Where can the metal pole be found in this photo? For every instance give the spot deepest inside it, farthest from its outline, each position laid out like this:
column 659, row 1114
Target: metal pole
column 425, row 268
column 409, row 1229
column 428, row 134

__________________________________________________

Render the lines of the listing above as a numbered list, omitting any blank lines.

- _Right answer_:
1. Where can the metal pole be found in this photo? For every instance give the spot deepest inside it, farthest from its outline, each position laid out like this:
2. column 659, row 1114
3. Target: metal pole
4. column 425, row 268
5. column 409, row 1229
6. column 428, row 134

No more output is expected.